• [SUPPLIED TEXT]:
-=-=-=-=-

January 22, 2010, fell on a Friday. The only firm plan which I had that day was going to Brooklyn for Sabbath dinner with friends of mine who were active in Jews for Jesus (a largely Evangelical ministry). These friends of mine were inclusive: My being a Gentile was never a barrier for fellowship with them.

During the long trek from my apartment in Upper Manhattan to Victorian Flatbush, I’d swung by a nearby branch of the New York Public Library that afternoon to browse news events on one of the public computers. As I stood before the computer, my eyes suddenly caught a peculiar story: A top prospect for the Oakland A’s was retiring from baseball to join the priesthood.

Grant Desme was 23 years old when he’d informed Billy Beane (yes, the one of Moneyball fame) of his decision. He was a second-round pick of the 2007 draft, the reigning MVP of the Arizona Fall League, and highly appraised by scouts for his combination of power, speed, and intelligence.

He could have spent a decade, or more, chasing money and women. He could have tried matching the hard-partying feats of Yankees greats such as Babe Ruth, Mickey Mantle, and the Amazin’ Mets of the 1980s, if he wanted to. Instead, he’d realized, even as a young man, that no such pleasures could ever leave him truly fulfilled. He’d found greater pleasure simply in talking to a teammate about God than he did in hitting a home run. “I love the game, but I aspire to higher things,” he told reporters. “I wasn’t at peace where I was at. I have no regrets.”

A good number of our Evangelical brothers and sisters share deep reservations over the Catholic Church, with some who go so far as to claim that Catholics aren’t even Christians. I’d made my way that evening to the Jews for Jesus house in Brooklyn. It was shortly before all of us sat down for Sabbath dinner when I shared this news story which I’d come across with a friend, who’d herself grown up attending a church. To this day, I still vividly remember that her mouth had suddenly dropped open. “That’s so beautiful,” she’d said, after taking a moment to catch her breath.

I myself had only begun seriously considering whether or not I should become a Catholic (spoiler alert: I did). The news of such a conviction did affect me and brought me another small step closer to the resolution I would make by the end of that year.

Desme entered St. Michael’s Abbey in Silverado, California. He traded in his baseball uniform, which countless boys dream of one day wearing, for a white habit. He lived at St. Michael’s, a mere 25 miles from Angel Stadium, praying day and night as a seminarian and a monk of the Norbertine Order. He took the name Frater Matthew Desme and vows of poverty, chastity, and obedience.

Desme didn’t become a priest: “The desire to get married increased more and more the longer I was at the monastery,” he later explained, “while that didn’t necessarily happen with the desire to become a priest. I came to the conclusion that God was calling me to married life.”

There are two Sacraments of Service: Holy Orders and Matrimony. Seven years of prayer and formation had brought Desme to ultimately realize that marriage was his calling. Not every man is called to the priesthood (though God would be delighted if more single men were to ask Him whether they are). In each of these decisions, leaving baseball for monastic life and leaving the monastery for his hope to get married, he’d embraced God’s calling. I do pray that he crosses paths with that special woman (if he hasn’t yet), that he embraces life as a loving husband and father, and passes on to his own sons and daughters that very conviction which had brought wonder to millions on January 22, 2010.

-=-=-=-=-

• [SUPPLIED DATA]:
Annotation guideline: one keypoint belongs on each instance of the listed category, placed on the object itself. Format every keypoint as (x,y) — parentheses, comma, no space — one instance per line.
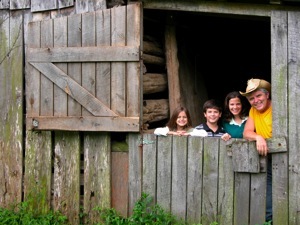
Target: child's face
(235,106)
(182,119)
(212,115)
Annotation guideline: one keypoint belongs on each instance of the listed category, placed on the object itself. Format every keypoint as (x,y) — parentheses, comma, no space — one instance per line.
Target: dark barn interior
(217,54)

-=-=-=-=-

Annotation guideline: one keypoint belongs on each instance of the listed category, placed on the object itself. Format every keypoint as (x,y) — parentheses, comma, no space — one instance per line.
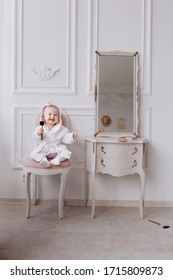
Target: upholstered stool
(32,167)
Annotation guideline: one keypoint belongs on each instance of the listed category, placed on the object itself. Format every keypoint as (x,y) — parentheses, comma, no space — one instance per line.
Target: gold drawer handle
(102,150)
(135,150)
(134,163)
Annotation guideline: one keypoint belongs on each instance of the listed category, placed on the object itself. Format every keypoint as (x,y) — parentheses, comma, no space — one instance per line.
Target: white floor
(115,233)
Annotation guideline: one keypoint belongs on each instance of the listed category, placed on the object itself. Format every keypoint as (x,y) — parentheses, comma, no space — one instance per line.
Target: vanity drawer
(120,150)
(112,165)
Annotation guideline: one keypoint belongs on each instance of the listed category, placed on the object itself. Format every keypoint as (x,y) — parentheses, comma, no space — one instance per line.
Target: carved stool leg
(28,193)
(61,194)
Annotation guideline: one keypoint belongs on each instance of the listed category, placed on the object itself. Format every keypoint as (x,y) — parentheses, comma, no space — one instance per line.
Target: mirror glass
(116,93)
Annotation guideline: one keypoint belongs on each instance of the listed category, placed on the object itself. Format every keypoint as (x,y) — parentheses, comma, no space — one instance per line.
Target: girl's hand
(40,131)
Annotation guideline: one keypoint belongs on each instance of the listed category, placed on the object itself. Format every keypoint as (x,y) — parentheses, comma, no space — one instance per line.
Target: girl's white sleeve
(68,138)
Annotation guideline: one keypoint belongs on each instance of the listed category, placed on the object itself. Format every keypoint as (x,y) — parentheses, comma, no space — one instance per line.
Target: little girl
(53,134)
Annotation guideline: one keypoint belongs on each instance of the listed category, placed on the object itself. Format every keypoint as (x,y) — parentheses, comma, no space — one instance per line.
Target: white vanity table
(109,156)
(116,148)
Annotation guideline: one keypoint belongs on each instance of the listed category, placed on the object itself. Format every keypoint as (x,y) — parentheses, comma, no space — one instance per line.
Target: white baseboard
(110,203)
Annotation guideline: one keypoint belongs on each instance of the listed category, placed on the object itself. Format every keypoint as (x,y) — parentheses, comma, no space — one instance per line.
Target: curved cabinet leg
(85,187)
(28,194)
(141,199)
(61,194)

-=-=-=-=-

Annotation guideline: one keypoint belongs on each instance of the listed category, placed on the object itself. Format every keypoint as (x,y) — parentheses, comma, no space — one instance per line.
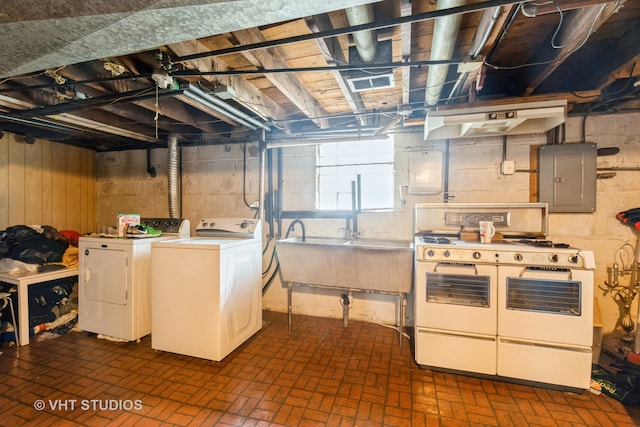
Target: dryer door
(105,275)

-=-=-=-=-

• [REQUEST 1]: In the Grant Desme text, what name did Desme take at St. Michael's Abbey?
• [REQUEST 2]: Reproduce the stretch of the Grant Desme text from "Desme entered St." through "chastity, and obedience.".
The records are separate material and are unrelated to the Grant Desme text.

• [CORRECT OUTPUT 1]: Frater Matthew Desme

• [CORRECT OUTPUT 2]:
Desme entered St. Michael’s Abbey in Silverado, California. He traded in his baseball uniform, which countless boys dream of one day wearing, for a white habit. He lived at St. Michael’s, a mere 25 miles from Angel Stadium, praying day and night as a seminarian and a monk of the Norbertine Order. He took the name Frater Matthew Desme and vows of poverty, chastity, and obedience.